- **EXPLORE THE MATERIAL**
[1] From the predictions thread, list the eight teams BlakeJesus ranks under WEST, in the order given.
[2] Translate this sentence from the predictions thread into Spanish: "Sadly, this will be the last year @Ron does this since not enough people cared to make their predictions."

Bump. Sadly, this will be the last year @Ron does this since not enough people cared to make their predictions.


----------



## stl775 (Oct 17, 2008)

1 Cleveland 
2 Chicago 
3 Brooklyn 
4 Miami 
5 Washington 
6 Atlanta 
7 Toronto 
8 New York 

1 LA clippers 
2 Portland 
3 Oklahoma City 
4 Dallas 
5 San Antonio 
6 Phoenix 
7 LA Lakers 
8 Houston


----------



## Basel (Mar 31, 2005)

@fsecreast @BlakeJesus @Bubbles @Wade County @taco_daddy @SpiderInThePastaBowl @UD40 @ATLien @AeroPlanino @Bill Russell @EpicFailGuy @Wade2Bosh @jnrjr79 @Jace @someone

Let's go, fellas. Make your predictions.


----------



## Myke (May 13, 2013)

East:

1. Cleveland
2. Chicago
3. Washington 
4. Toronto
5. Charlotte
6. Miami
7. Atlanta
8. Detroit

West: 

1. San Antonio
2. Golden State
3. LA Clippers
4. Oklahoma City
5. Houston
6. Portland
7. Dallas
8. Memphis


----------



## Basel (Mar 31, 2005)

Final bump. Contest closes today before tipoff (8:00 ET).


----------



## BlakeJesus (Feb 1, 2006)

WEST
1. Los Angeles Clippers
2. San Antonio Spurs
3. Oklahoma City Thunder
4. Golden State Warriors
5. Portland Trailblazers
6. Houston Rockets
7. Dallas Mavericks
8. Phoenix Suns

EAST
1. Cleveland Cavaliers
2. Chicago Bulls
3. Toronto Raptors
4. Washington Wizards
5. Miami Heat
6. Atlanta Hawks
7. Brooklyn Nets
8. Charlotte Hornets


----------



## Bogg (May 4, 2009)

- **RECORDS SUPPLIED**
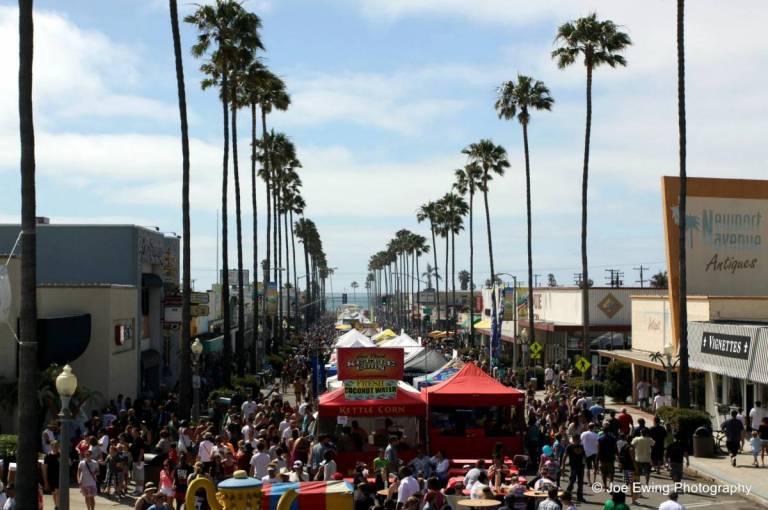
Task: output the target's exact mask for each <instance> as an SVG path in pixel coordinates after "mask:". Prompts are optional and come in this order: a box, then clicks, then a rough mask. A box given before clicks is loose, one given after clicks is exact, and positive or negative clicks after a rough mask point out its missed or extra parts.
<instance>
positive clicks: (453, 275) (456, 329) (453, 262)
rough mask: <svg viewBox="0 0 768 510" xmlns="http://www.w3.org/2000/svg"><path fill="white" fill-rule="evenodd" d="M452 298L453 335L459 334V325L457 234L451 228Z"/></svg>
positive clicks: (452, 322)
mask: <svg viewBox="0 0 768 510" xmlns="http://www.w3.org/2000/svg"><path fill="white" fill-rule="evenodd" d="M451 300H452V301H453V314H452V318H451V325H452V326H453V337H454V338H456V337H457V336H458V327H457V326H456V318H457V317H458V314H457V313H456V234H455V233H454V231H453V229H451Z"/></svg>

...

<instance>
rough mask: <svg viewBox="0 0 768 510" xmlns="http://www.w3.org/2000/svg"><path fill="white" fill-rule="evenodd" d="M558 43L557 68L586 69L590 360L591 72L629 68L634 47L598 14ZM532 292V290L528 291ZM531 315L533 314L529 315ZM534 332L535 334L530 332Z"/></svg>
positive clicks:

- **EXERCISE RESULTS**
[1]
1. Los Angeles Clippers
2. San Antonio Spurs
3. Oklahoma City Thunder
4. Golden State Warriors
5. Portland Trailblazers
6. Houston Rockets
7. Dallas Mavericks
8. Phoenix Suns

[2] Lamentablemente, este será el último año en que @Ron haga esto, ya que no hubo suficientes personas interesadas en hacer sus predicciones.